Having blood cancer, sometimes I feel like my movements are stifled by quicksand.

There are ups and downs in life for everyone. But trudging through nine years with chronic myeloid leukemia, I think I have gained a new perspective.

Trying not to waste time

For one thing, I’m hyper-aware of time issues. It is not only the feeling that time is limited. It is a magnified desire not to waste time.

There lies the rub, as Shakespeare would say.

I can write “To Do” lists all I want but when I wake up on a “bad cancer day,” I can barely read the list let alone try to actually do the things on it.

Fatigue can be overpowering

Fatigue is overwhelming and real. It overpowers my body to a degree sometimes that it takes substantial effort to pry myself out of bed and force myself into the shower, hoping that will help wake me up.

To use today as an example, the shower did nothing to combat the fatigue I am experiencing.

I’ve been trying to go to bed earlier and sleep more. Putting aside tossing and turning and waking up during the night, the number of hours of sleep does not seem to impact the way I feel.

Instead, it is either a “bad,” day or “not as bad” day with CML. Like clockwork, I know what to expect yet it is at odds with what I want.

CML controls my schedule

Muscle aches and joint pain also affect my ability to get things done.

Fortunately, I work remotely and have the option and flexibility to control my time in that aspect. However, the CML controls me and my time more than I would like overall.

If everything hurts, getting housework and errands done besides work duties feels like an impossible task.

More items get postponed or added to the “To Do,” list, which, of course, stresses me out.

Stress magnifies my problems

And my CML specialist reminds me that stress escalates problems with my condition. I know well enough the physical and emotional consequences of having too much stress.

=== Information ===
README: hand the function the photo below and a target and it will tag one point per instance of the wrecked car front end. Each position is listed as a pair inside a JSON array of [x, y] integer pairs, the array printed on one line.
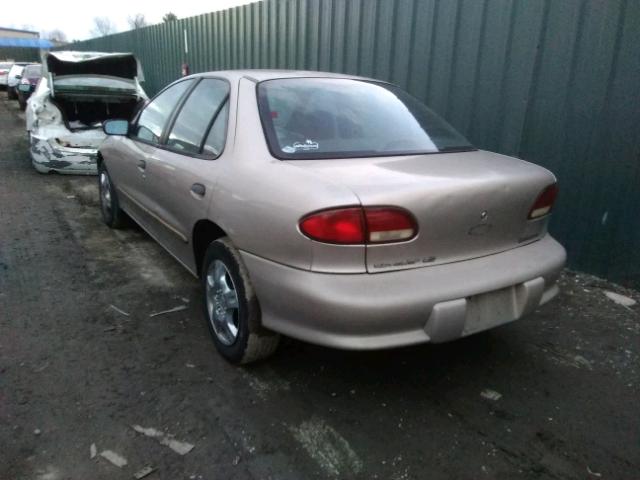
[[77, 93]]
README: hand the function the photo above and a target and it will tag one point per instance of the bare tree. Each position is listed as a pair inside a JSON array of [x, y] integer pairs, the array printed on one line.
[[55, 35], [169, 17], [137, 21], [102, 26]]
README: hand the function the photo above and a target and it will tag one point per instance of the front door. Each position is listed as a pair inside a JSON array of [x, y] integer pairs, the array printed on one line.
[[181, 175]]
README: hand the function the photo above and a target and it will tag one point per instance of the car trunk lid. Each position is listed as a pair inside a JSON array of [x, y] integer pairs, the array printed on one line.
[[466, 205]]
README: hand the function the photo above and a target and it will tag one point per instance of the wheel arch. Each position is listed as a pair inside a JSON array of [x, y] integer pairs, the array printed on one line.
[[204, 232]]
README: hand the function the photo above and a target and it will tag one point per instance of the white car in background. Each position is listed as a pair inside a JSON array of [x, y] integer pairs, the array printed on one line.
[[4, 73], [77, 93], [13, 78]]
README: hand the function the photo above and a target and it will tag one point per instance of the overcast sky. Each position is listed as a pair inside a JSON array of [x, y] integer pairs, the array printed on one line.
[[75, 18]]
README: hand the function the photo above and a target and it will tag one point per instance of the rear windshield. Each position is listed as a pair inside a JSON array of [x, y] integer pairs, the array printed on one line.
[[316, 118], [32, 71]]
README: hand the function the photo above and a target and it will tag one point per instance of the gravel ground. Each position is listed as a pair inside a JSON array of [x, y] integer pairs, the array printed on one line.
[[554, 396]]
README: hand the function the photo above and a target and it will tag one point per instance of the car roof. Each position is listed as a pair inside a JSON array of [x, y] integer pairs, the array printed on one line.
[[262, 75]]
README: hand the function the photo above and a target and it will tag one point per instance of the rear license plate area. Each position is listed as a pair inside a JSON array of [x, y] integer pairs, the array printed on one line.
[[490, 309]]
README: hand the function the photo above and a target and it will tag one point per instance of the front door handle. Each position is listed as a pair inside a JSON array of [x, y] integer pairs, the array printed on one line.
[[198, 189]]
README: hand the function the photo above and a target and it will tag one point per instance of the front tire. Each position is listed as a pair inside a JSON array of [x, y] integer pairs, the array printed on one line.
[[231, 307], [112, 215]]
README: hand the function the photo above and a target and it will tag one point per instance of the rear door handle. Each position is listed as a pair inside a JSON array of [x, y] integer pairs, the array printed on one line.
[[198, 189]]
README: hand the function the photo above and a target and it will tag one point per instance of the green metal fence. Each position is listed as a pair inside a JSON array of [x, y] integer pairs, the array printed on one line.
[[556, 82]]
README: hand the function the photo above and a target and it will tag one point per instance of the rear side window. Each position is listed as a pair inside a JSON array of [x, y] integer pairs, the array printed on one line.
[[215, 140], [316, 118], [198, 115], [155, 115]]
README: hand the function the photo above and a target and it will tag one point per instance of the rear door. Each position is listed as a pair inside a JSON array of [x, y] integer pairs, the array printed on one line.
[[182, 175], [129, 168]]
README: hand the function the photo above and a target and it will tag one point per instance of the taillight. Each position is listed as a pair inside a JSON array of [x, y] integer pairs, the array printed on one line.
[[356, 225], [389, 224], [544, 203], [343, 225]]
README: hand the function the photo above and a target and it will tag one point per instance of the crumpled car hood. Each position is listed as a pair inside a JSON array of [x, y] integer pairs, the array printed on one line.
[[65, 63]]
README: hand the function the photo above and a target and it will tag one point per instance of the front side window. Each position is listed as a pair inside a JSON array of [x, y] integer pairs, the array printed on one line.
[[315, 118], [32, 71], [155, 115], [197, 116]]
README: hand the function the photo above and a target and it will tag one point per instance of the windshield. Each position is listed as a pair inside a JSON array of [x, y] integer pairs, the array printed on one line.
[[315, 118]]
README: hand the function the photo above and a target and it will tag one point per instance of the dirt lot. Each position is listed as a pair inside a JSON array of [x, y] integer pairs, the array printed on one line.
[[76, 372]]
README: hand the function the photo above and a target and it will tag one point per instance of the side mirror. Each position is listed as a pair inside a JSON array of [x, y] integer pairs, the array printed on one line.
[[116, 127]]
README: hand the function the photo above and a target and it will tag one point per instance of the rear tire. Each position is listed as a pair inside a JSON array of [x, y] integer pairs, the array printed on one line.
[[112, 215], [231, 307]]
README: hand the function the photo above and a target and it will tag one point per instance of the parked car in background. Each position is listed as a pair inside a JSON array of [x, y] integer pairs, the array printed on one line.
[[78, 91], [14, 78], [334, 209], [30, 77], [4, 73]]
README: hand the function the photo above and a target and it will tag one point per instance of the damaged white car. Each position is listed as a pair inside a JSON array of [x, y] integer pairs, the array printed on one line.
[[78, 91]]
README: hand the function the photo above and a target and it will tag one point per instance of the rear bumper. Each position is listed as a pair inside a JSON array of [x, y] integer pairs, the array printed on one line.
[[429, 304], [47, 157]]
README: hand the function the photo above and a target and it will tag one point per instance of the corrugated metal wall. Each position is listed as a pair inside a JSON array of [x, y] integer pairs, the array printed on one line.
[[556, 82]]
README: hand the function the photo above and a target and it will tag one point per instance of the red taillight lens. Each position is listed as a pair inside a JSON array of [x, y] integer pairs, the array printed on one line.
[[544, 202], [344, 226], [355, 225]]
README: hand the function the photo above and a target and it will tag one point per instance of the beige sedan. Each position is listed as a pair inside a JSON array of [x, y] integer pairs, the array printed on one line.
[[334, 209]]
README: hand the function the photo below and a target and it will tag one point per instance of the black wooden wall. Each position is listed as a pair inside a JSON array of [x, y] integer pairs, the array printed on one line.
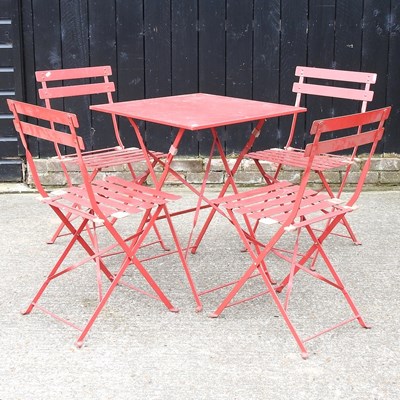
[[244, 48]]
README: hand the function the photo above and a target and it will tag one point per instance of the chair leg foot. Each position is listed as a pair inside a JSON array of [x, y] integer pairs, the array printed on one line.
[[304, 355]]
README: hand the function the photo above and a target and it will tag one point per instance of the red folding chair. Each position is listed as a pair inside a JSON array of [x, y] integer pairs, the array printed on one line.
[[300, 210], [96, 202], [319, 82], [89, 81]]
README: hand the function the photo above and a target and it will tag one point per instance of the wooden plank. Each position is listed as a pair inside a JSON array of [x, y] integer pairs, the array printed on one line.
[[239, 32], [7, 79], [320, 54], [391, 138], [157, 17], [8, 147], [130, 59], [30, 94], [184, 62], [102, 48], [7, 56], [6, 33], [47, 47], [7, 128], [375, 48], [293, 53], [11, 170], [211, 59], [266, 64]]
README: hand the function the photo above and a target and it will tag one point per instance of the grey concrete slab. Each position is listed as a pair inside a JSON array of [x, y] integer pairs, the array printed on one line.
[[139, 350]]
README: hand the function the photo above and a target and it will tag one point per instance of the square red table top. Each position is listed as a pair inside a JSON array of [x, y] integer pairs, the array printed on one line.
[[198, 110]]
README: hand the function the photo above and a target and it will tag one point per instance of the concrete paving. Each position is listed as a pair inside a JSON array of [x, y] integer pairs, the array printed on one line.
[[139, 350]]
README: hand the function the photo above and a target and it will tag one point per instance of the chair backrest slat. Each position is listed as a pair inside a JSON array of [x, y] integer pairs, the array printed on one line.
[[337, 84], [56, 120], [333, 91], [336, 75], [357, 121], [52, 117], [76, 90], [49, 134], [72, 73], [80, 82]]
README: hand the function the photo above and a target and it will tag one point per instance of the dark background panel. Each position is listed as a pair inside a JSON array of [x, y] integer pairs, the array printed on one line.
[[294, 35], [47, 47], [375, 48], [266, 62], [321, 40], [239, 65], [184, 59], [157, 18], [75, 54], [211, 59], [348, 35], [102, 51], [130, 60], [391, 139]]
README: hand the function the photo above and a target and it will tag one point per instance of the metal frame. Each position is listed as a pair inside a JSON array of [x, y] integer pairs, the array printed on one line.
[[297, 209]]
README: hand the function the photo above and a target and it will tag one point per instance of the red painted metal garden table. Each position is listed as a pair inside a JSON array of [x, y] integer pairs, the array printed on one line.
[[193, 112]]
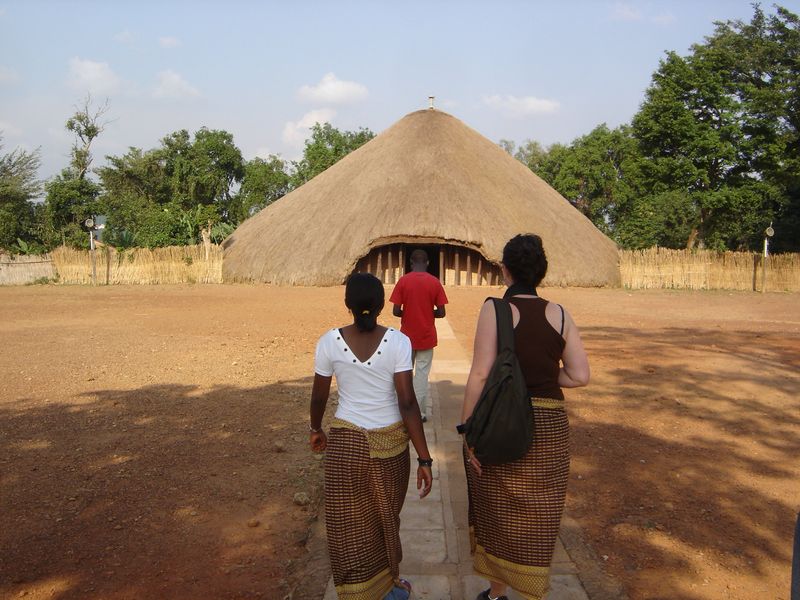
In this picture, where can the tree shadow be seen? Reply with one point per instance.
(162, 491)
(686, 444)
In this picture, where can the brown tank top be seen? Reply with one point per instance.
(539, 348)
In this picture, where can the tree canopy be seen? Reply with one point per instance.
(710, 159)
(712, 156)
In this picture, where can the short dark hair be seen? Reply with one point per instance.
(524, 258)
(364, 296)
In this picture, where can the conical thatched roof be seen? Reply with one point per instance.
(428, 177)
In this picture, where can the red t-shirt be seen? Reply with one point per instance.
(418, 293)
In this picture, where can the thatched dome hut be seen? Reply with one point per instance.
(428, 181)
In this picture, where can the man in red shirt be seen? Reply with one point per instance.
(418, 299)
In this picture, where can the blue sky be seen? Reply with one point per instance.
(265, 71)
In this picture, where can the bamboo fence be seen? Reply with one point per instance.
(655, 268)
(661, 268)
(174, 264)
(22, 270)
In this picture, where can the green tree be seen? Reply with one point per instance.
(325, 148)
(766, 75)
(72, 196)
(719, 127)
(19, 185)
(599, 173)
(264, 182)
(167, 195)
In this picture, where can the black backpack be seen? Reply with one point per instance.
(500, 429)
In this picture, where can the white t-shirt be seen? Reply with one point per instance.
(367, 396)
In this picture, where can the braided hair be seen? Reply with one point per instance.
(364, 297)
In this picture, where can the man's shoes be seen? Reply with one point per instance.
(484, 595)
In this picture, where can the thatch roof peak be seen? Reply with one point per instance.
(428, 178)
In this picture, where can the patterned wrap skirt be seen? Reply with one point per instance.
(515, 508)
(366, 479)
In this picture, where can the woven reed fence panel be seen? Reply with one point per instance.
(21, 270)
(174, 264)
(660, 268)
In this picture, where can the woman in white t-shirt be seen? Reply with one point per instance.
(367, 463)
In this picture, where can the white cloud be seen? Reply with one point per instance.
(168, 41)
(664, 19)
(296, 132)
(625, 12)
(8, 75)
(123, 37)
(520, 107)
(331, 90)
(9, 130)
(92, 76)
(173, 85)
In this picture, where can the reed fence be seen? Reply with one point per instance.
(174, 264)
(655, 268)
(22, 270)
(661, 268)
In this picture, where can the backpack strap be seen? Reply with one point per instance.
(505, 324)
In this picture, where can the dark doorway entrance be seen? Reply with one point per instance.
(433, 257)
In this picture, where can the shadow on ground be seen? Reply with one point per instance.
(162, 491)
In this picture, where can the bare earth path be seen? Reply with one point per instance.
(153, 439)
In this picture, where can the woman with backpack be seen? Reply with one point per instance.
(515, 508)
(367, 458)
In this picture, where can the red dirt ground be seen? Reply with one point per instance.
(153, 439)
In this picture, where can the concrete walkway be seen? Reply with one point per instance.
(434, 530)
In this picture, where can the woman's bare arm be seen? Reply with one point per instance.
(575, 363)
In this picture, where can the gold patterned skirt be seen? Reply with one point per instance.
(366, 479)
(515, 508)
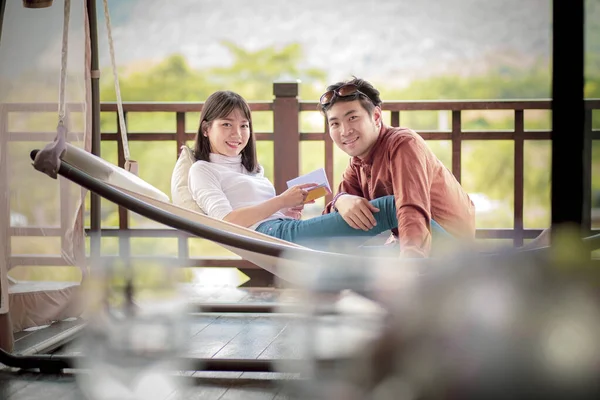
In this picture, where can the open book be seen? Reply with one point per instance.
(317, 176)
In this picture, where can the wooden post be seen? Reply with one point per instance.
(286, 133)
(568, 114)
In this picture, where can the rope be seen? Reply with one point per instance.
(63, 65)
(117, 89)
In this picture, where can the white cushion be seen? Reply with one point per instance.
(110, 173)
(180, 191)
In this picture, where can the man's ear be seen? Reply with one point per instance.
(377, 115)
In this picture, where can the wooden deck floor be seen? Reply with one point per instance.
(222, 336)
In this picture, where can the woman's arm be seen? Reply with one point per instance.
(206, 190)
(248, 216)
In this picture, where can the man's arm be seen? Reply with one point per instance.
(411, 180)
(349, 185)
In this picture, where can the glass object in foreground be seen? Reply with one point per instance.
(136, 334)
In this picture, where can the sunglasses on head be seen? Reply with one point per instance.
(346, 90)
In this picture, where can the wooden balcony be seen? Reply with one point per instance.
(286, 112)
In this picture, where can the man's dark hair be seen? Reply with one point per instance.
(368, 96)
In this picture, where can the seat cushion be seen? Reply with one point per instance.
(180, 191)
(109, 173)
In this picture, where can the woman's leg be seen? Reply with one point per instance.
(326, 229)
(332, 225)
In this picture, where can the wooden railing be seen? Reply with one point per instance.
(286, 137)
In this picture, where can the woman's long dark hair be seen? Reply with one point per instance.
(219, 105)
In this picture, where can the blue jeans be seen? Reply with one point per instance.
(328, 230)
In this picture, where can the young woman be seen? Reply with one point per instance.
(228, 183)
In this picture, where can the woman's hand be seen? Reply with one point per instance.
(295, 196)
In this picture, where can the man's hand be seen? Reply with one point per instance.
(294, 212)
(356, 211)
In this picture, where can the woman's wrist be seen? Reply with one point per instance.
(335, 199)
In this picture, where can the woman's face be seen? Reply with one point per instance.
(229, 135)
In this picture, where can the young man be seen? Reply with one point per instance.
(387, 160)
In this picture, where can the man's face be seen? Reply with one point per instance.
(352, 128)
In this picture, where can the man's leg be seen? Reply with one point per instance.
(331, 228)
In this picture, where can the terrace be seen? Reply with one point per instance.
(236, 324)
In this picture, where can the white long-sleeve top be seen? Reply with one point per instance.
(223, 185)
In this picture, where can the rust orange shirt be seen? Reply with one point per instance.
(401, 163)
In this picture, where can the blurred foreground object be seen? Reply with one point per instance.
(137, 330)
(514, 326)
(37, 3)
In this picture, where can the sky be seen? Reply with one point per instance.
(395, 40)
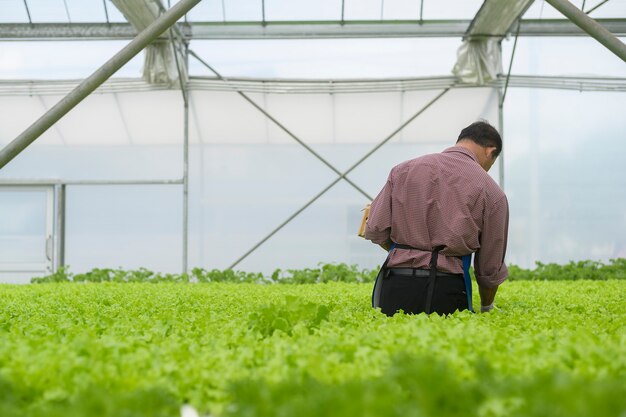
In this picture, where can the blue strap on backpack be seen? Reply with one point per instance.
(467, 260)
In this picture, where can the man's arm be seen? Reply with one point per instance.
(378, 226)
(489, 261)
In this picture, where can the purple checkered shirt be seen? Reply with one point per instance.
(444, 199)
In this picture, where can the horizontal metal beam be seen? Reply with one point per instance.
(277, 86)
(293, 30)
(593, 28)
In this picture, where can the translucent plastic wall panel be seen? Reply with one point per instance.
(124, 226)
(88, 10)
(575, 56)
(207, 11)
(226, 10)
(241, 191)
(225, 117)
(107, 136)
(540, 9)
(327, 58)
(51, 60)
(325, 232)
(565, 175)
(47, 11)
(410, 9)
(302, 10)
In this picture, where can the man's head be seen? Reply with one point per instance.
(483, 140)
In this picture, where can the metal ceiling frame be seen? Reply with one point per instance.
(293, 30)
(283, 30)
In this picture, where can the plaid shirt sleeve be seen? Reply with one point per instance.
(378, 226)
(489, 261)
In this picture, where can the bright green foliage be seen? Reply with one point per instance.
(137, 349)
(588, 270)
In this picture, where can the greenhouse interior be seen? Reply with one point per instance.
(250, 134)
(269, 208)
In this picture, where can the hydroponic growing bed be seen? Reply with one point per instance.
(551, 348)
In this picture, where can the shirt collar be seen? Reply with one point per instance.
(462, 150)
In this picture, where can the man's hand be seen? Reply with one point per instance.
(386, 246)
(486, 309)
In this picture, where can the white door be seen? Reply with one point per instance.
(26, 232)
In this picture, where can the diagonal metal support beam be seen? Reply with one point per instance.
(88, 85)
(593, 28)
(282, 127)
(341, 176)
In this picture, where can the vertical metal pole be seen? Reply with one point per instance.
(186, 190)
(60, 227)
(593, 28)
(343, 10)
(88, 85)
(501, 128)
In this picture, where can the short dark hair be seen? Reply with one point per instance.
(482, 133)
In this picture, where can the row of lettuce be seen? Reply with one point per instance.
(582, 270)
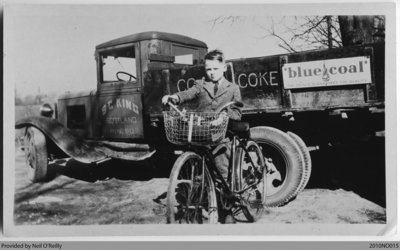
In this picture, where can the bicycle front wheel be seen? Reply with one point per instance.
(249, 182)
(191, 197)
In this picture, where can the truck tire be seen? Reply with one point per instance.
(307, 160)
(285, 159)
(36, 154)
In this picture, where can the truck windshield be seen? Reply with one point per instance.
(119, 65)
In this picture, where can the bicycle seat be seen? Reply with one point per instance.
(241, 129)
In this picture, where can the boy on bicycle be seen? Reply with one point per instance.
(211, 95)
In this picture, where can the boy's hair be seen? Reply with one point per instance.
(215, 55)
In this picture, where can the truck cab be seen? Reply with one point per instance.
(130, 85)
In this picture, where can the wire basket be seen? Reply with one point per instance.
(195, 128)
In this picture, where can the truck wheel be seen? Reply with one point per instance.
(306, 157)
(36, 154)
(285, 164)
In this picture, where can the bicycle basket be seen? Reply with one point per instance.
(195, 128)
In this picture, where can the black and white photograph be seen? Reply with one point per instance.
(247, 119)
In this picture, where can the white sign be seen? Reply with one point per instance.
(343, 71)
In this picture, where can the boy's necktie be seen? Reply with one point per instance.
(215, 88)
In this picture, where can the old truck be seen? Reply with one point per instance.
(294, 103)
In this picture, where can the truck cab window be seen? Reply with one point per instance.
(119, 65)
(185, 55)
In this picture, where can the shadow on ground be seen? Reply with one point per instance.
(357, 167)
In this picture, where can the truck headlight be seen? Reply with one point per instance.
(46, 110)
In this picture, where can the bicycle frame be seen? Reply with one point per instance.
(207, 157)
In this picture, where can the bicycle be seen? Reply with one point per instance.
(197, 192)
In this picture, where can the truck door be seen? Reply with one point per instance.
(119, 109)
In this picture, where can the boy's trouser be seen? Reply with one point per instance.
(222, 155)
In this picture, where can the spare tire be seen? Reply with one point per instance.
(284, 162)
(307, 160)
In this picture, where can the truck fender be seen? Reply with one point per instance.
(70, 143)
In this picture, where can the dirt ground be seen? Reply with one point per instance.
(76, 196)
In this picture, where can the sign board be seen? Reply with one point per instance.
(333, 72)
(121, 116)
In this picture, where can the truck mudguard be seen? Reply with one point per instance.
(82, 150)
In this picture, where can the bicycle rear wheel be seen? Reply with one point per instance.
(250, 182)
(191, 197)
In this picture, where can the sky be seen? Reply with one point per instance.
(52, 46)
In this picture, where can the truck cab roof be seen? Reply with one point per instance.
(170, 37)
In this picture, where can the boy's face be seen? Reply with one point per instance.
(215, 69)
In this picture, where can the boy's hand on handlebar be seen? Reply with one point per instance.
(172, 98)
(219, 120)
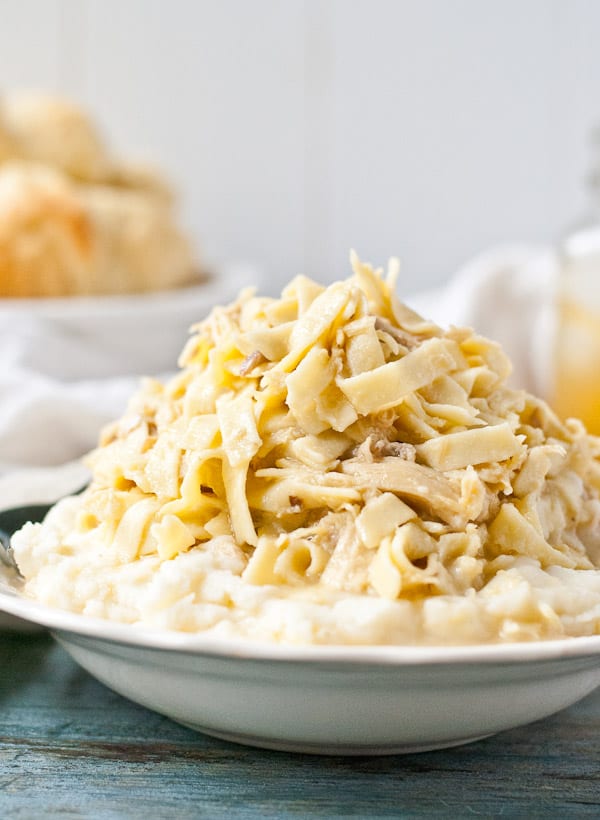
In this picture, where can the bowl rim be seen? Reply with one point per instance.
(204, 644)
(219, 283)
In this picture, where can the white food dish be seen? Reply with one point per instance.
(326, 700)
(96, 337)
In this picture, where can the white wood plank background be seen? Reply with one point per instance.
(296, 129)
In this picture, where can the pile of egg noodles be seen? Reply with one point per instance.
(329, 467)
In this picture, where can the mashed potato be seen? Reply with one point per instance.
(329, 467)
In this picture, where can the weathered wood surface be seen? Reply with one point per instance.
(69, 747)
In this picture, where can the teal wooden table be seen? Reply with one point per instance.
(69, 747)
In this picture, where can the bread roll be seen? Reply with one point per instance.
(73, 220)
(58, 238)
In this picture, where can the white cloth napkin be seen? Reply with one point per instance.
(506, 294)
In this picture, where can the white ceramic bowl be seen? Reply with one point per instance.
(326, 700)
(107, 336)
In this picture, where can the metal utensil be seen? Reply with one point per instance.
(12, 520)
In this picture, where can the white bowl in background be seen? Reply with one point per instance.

=== Exercise ===
Quote the stretch from "There lies the" through "things on it." in the passage on living with chronic myeloid leukemia.

=== Answer below ===
There lies the rub, as Shakespeare would say.

I can write “To Do” lists all I want but when I wake up on a “bad cancer day,” I can barely read the list let alone try to actually do the things on it.